**Required work:** Rewrite the stretch of data from its start through the line containing "x=339, y=345", keeping every line and leaving all wording unchanged. Scale each coordinate in the answers by 2.5, rounding to the nearest whole number with halves rounded up.

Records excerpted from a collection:
## begin

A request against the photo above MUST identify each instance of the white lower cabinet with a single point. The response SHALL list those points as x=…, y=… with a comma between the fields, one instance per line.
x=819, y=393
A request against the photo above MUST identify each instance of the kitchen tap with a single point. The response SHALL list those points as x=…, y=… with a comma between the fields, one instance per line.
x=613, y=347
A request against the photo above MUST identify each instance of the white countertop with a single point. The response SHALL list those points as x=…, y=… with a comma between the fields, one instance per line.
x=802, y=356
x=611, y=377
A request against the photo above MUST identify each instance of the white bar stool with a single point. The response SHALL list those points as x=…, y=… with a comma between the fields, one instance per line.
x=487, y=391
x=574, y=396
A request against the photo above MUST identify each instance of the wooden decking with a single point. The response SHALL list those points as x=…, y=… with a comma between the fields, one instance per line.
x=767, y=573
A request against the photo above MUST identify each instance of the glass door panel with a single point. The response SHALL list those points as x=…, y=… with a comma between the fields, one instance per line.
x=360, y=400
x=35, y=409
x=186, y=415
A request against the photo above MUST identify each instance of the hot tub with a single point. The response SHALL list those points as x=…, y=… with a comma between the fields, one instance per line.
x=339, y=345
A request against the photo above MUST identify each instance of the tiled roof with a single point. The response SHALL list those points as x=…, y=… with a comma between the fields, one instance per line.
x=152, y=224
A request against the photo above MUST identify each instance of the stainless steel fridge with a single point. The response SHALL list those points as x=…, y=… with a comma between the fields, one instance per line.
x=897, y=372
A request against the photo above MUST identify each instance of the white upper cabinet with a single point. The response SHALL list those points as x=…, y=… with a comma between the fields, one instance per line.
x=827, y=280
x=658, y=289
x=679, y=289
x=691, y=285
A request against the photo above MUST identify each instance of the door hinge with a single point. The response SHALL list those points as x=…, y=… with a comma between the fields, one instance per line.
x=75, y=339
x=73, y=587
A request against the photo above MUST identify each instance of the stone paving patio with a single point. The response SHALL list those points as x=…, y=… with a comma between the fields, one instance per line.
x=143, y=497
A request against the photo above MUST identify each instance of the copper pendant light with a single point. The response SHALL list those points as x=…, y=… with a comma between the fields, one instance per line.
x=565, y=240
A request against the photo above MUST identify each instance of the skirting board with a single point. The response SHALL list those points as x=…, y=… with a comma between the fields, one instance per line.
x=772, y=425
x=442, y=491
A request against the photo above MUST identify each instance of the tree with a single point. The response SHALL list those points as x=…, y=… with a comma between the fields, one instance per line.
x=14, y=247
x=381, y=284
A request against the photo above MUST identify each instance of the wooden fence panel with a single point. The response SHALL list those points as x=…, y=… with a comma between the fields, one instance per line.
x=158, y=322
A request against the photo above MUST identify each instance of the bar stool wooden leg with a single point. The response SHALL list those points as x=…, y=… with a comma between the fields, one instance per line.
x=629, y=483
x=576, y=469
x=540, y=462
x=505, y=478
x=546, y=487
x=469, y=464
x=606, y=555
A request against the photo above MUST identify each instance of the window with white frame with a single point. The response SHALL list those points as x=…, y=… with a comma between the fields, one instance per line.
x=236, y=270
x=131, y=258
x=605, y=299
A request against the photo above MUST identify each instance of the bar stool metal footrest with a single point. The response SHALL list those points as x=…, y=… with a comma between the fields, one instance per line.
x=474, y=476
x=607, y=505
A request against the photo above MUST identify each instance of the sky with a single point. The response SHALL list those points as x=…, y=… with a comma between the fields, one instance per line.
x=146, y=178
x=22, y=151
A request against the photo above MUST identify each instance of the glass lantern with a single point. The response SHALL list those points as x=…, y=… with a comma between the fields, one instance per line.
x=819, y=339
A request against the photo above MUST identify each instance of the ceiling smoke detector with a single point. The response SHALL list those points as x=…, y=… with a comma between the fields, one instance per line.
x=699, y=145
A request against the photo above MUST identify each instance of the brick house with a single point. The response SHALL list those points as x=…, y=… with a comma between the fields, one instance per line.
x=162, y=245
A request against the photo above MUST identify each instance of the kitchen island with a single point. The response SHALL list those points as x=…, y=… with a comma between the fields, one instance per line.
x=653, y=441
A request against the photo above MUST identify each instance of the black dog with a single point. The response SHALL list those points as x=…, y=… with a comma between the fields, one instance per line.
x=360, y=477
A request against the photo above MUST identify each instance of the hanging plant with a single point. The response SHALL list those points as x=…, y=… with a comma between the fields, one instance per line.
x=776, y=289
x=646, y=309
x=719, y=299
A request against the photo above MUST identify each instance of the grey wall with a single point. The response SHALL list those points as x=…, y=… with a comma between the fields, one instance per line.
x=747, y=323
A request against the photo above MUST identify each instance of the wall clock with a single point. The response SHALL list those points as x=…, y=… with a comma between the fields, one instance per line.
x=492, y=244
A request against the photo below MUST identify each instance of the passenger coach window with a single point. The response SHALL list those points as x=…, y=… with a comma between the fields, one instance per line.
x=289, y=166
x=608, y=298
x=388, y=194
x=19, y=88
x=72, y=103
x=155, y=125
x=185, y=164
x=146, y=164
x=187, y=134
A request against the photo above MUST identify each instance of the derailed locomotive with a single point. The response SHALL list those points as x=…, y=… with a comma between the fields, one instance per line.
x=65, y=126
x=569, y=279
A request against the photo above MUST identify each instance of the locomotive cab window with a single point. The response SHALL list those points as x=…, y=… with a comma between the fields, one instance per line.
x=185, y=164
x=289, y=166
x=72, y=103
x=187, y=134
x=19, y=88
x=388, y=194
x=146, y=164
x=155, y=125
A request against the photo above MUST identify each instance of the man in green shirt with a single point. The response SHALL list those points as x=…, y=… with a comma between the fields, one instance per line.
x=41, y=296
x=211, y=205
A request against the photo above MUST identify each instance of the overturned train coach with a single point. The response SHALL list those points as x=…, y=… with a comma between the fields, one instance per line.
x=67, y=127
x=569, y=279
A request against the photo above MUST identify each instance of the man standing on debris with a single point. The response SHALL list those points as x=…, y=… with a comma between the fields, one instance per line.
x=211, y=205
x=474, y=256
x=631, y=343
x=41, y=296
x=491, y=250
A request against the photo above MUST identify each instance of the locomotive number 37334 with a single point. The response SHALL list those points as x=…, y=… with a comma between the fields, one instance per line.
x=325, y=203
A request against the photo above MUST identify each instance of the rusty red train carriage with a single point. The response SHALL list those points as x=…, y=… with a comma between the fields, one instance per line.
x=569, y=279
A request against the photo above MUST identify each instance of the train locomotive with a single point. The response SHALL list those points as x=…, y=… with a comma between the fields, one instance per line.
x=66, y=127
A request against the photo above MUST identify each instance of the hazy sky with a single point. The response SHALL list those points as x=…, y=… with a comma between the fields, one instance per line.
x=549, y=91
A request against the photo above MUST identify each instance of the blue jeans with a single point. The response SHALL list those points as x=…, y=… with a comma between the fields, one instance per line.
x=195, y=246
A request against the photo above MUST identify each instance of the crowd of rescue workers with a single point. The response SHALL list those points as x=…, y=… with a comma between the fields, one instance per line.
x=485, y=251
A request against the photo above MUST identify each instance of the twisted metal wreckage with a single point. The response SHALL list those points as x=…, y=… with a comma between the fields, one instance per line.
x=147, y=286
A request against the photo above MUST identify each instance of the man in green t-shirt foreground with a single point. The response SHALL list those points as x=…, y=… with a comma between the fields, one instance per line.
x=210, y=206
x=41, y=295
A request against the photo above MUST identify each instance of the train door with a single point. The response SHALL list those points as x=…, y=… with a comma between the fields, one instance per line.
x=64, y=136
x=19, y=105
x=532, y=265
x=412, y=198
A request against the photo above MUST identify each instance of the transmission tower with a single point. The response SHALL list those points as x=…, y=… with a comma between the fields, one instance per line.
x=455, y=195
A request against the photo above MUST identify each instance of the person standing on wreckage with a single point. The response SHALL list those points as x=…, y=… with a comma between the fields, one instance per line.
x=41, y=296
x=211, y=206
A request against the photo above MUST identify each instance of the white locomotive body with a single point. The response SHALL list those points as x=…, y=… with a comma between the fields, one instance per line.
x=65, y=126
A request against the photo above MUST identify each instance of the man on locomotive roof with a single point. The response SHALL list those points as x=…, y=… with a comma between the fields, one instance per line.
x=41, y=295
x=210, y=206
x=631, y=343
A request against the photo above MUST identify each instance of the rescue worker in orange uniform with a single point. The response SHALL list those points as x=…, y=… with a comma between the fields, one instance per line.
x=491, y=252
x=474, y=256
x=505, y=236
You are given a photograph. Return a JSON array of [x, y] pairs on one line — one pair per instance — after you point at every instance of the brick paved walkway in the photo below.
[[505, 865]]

## end

**Answer to the exercise:**
A request against the photo above MUST identify each instance of the white lower cabinet with a single point. The response SHALL list those points as x=…, y=… with a comma between the fields, one instance per line.
x=2048, y=983
A request against the photo above MUST identify each instance of the kitchen tap with a single point. The response SHALL list those points as x=…, y=… with a comma between the fields, one instance per line.
x=1533, y=868
A request against the photo above MUST identify each instance of the white countertop with a single point. The response SHALL list those points as x=…, y=… with a comma between the fields, one instance per line.
x=2005, y=890
x=1528, y=943
A request against the photo above MUST identify each instance of the white bar stool with a single point. The response SHALL list those points as x=…, y=… with a comma between the fields, one instance per line.
x=1218, y=978
x=1435, y=990
A request against the photo above MUST identify each instance of the wooden decking with a single point. The response SHALL list those points as x=…, y=… with a comma between the fields, one instance per line.
x=1918, y=1433
A request against the photo above MUST identify each instance of the glass door panel with a single point. The response SHALL list those points as x=…, y=… with a comma between the fields, one instance per line.
x=900, y=1000
x=88, y=1023
x=465, y=1038
A request against the photo above MUST identify each instance of the hot tub with a single point. The response SHALL list those points as x=…, y=… with a comma between the fields, one instance per line.
x=848, y=863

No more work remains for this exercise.